- _TASK PROMPT_: The expected output is every record below, transcribed exactly, with the pictures left out.

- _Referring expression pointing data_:
——————————

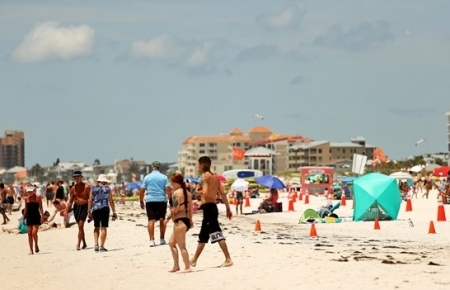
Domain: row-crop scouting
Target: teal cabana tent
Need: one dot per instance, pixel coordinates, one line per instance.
(376, 196)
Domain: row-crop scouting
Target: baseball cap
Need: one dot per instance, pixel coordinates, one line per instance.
(77, 173)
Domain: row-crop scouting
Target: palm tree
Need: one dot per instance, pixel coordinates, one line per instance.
(133, 169)
(37, 172)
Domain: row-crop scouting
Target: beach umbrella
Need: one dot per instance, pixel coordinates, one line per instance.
(192, 180)
(441, 171)
(221, 178)
(417, 168)
(270, 181)
(133, 185)
(401, 175)
(240, 185)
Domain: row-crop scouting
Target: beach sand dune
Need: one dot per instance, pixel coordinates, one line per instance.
(346, 255)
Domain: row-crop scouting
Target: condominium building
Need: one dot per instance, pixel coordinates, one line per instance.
(448, 130)
(220, 150)
(12, 149)
(263, 149)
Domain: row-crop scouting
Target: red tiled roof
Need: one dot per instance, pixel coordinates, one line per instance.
(260, 130)
(289, 138)
(236, 131)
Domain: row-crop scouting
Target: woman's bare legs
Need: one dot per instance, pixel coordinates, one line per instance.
(174, 252)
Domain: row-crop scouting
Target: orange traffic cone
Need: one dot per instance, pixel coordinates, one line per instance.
(408, 203)
(313, 232)
(377, 225)
(247, 201)
(441, 210)
(306, 198)
(291, 205)
(343, 199)
(431, 229)
(257, 226)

——————————

- _ANSWER SECTION_:
Domain: row-crop scouting
Target: teal cabana tent
Need: one dot per instance, pixel coordinates, one line per instance.
(376, 196)
Domain: row-crop scouting
Target: baseball cap
Need: one dot per instance, pixel coordinates, one line per instance.
(77, 173)
Domain: row-crop scouting
Target: palm tree
Need: one dot per instance, pixel coordinates, one line per instance.
(133, 169)
(37, 172)
Domain: row-crop scouting
Target: beach umbrella
Need: one dot per instance, pixel coordinates, one line per instance.
(192, 180)
(441, 171)
(221, 178)
(417, 168)
(270, 181)
(133, 185)
(401, 175)
(240, 185)
Domain: row-crop scouting
Target: beach sand dune
Need: one dot per instance, pixel coordinates, one line per instance.
(346, 255)
Domain: row-crop scouting
Target: condominium building
Need: one dot per instance, pixel coordinates, one line per instance.
(448, 130)
(220, 150)
(12, 149)
(263, 149)
Domain: row-crop scouting
Target: red tiled roof
Need: one dot per instance, pixel coordinates, one line per instance.
(260, 130)
(289, 138)
(236, 131)
Domain: row-crop scouting
Target: woman's bare legs
Need: one dot per instance, pixel coordinates, one line per instance.
(174, 252)
Domain: row-crop scouting
Target: orange traffic cone
Need: one dot per instance, pixel coordinates, one line per instance.
(408, 203)
(313, 232)
(377, 225)
(247, 201)
(441, 210)
(306, 198)
(291, 205)
(343, 199)
(431, 229)
(257, 226)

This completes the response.